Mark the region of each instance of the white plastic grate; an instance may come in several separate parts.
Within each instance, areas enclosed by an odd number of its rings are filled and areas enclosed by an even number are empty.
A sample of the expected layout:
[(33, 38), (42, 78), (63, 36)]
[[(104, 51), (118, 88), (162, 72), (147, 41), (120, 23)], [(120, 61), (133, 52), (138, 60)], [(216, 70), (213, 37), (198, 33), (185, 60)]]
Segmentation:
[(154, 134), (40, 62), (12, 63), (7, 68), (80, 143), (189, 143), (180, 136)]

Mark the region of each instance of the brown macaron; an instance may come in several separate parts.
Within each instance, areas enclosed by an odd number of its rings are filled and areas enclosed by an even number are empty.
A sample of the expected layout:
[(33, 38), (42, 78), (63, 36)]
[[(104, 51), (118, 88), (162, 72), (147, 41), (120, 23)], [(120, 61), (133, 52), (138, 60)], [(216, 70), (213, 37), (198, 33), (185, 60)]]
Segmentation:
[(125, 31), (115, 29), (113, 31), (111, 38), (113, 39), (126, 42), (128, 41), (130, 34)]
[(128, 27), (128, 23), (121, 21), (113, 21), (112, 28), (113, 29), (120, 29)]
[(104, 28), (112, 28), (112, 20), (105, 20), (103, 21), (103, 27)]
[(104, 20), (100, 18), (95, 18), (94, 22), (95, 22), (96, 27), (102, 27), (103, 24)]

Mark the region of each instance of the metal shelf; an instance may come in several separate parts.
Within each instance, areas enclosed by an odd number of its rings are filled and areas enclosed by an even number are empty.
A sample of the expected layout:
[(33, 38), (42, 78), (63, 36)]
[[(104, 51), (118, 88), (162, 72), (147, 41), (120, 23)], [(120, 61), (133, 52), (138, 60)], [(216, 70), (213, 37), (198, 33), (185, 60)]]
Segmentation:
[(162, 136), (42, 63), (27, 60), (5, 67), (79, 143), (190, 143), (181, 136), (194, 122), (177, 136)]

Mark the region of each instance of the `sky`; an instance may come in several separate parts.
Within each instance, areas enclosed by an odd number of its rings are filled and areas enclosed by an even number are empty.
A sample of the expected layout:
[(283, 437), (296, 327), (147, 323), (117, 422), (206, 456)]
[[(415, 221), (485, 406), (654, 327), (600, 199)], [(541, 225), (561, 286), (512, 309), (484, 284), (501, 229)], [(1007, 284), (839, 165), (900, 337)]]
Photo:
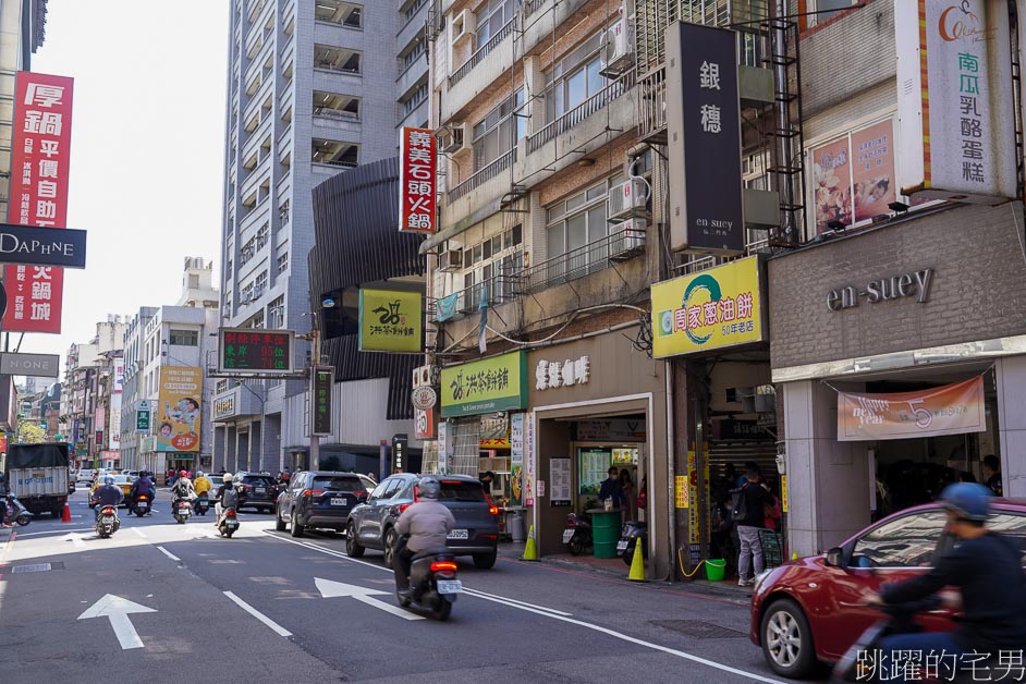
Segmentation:
[[(87, 343), (108, 314), (173, 305), (186, 256), (220, 279), (225, 0), (49, 0), (32, 71), (75, 80), (68, 228), (86, 268), (64, 273), (61, 334), (21, 352)], [(11, 333), (10, 350), (21, 333)]]

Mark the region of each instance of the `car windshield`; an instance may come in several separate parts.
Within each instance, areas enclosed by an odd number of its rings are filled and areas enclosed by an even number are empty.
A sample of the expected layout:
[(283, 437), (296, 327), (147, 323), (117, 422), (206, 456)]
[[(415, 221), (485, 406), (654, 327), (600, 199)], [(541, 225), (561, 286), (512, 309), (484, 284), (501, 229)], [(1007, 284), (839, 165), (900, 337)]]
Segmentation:
[(485, 490), (478, 483), (442, 480), (441, 501), (485, 501)]

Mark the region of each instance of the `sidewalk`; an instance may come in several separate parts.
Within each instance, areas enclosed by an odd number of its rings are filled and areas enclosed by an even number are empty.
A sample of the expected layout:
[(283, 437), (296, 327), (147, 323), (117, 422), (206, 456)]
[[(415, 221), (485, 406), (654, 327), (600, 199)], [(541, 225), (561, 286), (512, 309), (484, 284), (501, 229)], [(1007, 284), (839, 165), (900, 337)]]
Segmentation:
[[(511, 561), (521, 561), (521, 559), (524, 557), (525, 545), (526, 542), (524, 541), (501, 541), (499, 542), (499, 557)], [(626, 563), (623, 562), (621, 558), (595, 558), (590, 551), (587, 553), (582, 553), (581, 555), (573, 555), (569, 552), (550, 553), (542, 555), (537, 562), (541, 565), (573, 570), (576, 572), (623, 581), (627, 579), (627, 574), (631, 572), (631, 569)], [(686, 588), (688, 591), (706, 594), (708, 596), (714, 596), (719, 598), (730, 598), (734, 600), (747, 600), (752, 596), (752, 587), (738, 587), (736, 577), (723, 579), (722, 582), (709, 582), (706, 579), (705, 569), (701, 569), (695, 573), (693, 579), (685, 579), (681, 582), (651, 582), (654, 584), (658, 583), (661, 585), (671, 585), (681, 589)]]

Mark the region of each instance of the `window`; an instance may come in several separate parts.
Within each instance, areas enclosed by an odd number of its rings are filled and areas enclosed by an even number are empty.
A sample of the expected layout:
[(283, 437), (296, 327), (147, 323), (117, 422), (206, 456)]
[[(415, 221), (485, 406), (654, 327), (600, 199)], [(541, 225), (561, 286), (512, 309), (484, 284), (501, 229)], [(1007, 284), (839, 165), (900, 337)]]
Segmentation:
[(474, 126), (474, 170), (478, 171), (510, 151), (527, 134), (527, 120), (521, 115), (524, 90), (517, 90)]
[(943, 510), (903, 515), (863, 535), (855, 542), (852, 565), (870, 567), (929, 566), (948, 516)]
[(199, 332), (196, 330), (175, 330), (168, 333), (172, 346), (199, 346)]

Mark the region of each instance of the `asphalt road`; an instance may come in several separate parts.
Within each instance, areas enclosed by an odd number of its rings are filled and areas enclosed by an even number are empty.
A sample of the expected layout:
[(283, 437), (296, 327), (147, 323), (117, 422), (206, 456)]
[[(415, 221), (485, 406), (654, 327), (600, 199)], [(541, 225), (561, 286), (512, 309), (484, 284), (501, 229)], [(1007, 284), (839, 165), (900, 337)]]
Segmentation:
[(242, 513), (223, 539), (212, 510), (178, 525), (161, 492), (152, 516), (122, 511), (98, 539), (84, 492), (71, 510), (71, 524), (40, 515), (0, 548), (5, 682), (778, 680), (734, 593), (466, 559), (466, 591), (440, 623), (399, 609), (380, 554), (349, 559), (341, 536), (294, 539)]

WHAT THE EXERCISE ASKS
Please reproduce the text of every item above word for word, and leave the pictures out.

ANSWER IN FULL
Mark the region of each instance of the white plastic grate; an instance may come in several separate parts.
Within each instance, areas enclosed by an odd number of its rings are filled and areas enclosed by an even number are empty.
A sample of the expected layout:
[(33, 38), (42, 78), (63, 36)]
[[(104, 51), (118, 88), (162, 72), (147, 41), (120, 23)], [(120, 61), (133, 52), (138, 60)], [(216, 70), (213, 37), (198, 33), (185, 60)]]
Segmentation:
[(154, 134), (40, 62), (12, 63), (7, 68), (80, 143), (189, 143), (180, 136)]

Mark the region of each instance of the brown macaron; an instance may come in several separate parts.
Within each instance, areas enclosed by an odd number of its rings are filled and areas enclosed by an even number are empty.
A sample of the expected layout:
[(33, 38), (42, 78), (63, 36)]
[[(104, 51), (118, 88), (162, 72), (147, 41), (120, 23)], [(120, 61), (133, 52), (138, 60)], [(216, 70), (213, 37), (198, 33), (185, 60)]]
Segmentation:
[(125, 31), (115, 29), (113, 31), (111, 38), (113, 39), (126, 42), (128, 41), (130, 34)]
[(128, 27), (128, 23), (121, 21), (113, 21), (112, 28), (113, 29), (120, 29)]
[(104, 28), (112, 28), (112, 20), (105, 20), (103, 21), (103, 27)]
[(104, 20), (100, 18), (95, 18), (94, 22), (95, 22), (96, 27), (102, 27), (103, 24)]

Mark the region of each instance of the metal shelf; an instance may come in several separate parts.
Within each instance, areas enclosed by an odd number of its rings are filled and areas enclosed by an even number are empty.
A sample of the expected layout:
[(33, 38), (42, 78), (63, 36)]
[[(104, 51), (118, 88), (162, 72), (147, 41), (120, 23)], [(120, 61), (133, 52), (138, 60)], [(216, 70), (213, 37), (198, 33), (185, 60)]]
Segmentation:
[(162, 136), (42, 63), (27, 60), (5, 67), (79, 143), (190, 143), (181, 136), (194, 122), (177, 136)]

Mark the region of each instance of the `sky`; an instance may come in several separate parts.
Within each instance, areas enclosed by an odd number of its rings are filled and areas enclosed by an even number are empty.
A sample of the expected layout:
[(283, 437), (296, 327), (147, 323), (117, 422), (206, 456)]
[[(415, 221), (485, 406), (654, 327), (600, 199)], [(541, 225), (561, 286), (512, 309), (484, 284), (501, 229)], [(1007, 284), (839, 165), (900, 337)]]
Photo:
Segmentation:
[[(87, 343), (108, 314), (173, 305), (186, 256), (220, 279), (225, 0), (49, 0), (32, 71), (75, 80), (68, 228), (86, 268), (64, 273), (61, 334), (21, 352)], [(11, 333), (10, 350), (21, 333)]]

Mark the region of each instance of the `car windshield`; an instance may come in several separate parts.
Within each instance, areas enclosed by an odd number of its rings are filled and areas enclosed by an even number are empty.
A sample of the expected layout:
[(283, 437), (296, 327), (147, 323), (117, 422), (206, 456)]
[[(415, 221), (485, 406), (654, 327), (600, 199)], [(541, 225), (561, 286), (512, 309), (484, 284), (501, 229)], [(1007, 284), (839, 165), (900, 337)]]
Segmentation:
[(485, 490), (478, 483), (442, 480), (441, 501), (485, 501)]

Mark the region of each instance of the `sidewalk`; an instance may come in several separate parts.
Within each instance, areas enclosed by an odd number of its rings are filled and areas enclosed by an even number are empty.
A sample of the expected layout:
[(283, 437), (296, 327), (147, 323), (117, 422), (206, 456)]
[[(415, 221), (485, 406), (654, 327), (600, 199)], [(541, 225), (561, 286), (512, 309), (484, 284), (501, 229)], [(1007, 284), (839, 165), (900, 337)]]
Segmentation:
[[(511, 561), (521, 561), (521, 559), (524, 557), (525, 545), (526, 542), (524, 541), (501, 541), (499, 542), (499, 557)], [(626, 563), (623, 562), (621, 558), (595, 558), (590, 551), (587, 553), (582, 553), (581, 555), (573, 555), (569, 552), (550, 553), (542, 555), (537, 562), (541, 565), (573, 570), (576, 572), (623, 581), (627, 579), (627, 574), (631, 572), (631, 569)], [(686, 588), (688, 591), (706, 594), (708, 596), (714, 596), (719, 598), (730, 598), (734, 600), (747, 600), (752, 596), (752, 587), (738, 587), (736, 577), (723, 579), (722, 582), (709, 582), (706, 579), (705, 569), (701, 569), (695, 573), (693, 579), (685, 579), (681, 582), (651, 582), (654, 584), (658, 583), (661, 585), (671, 585), (681, 589)]]

Mark the region of each instance of the `window`; an instance may come in several separate parts.
Within each instance, areas enclosed by an odd number of its rings are filled and areas enclosed by an even number are empty.
A sample of the expected layout:
[(283, 437), (296, 327), (147, 323), (117, 422), (206, 456)]
[[(415, 221), (485, 406), (654, 327), (600, 199)], [(541, 225), (561, 286), (512, 309), (484, 284), (501, 229)], [(1007, 284), (839, 165), (900, 337)]]
Segmentation:
[(474, 126), (474, 170), (478, 171), (510, 151), (527, 134), (527, 120), (521, 115), (524, 90), (517, 90)]
[(943, 510), (903, 515), (863, 535), (855, 542), (852, 565), (870, 567), (929, 566), (948, 516)]
[(199, 332), (196, 330), (175, 330), (168, 333), (172, 346), (199, 346)]

Mark the region of each instance of the `asphalt road`; an instance may come in several separate parts.
Within each instance, areas enclosed by an odd number of its rings are filled and areas enclosed by an even number are empty.
A sample of the expected layout:
[(283, 437), (296, 327), (147, 323), (117, 422), (206, 456)]
[[(415, 221), (485, 406), (654, 327), (600, 199)], [(541, 225), (561, 286), (512, 309), (484, 284), (501, 229)], [(1007, 284), (839, 165), (900, 337)]]
Segmentation:
[(242, 513), (223, 539), (212, 510), (178, 525), (161, 492), (152, 516), (122, 511), (98, 539), (84, 492), (71, 510), (71, 524), (40, 515), (0, 548), (5, 682), (778, 680), (734, 593), (466, 559), (466, 591), (440, 623), (399, 609), (380, 554), (349, 559), (341, 536), (294, 539)]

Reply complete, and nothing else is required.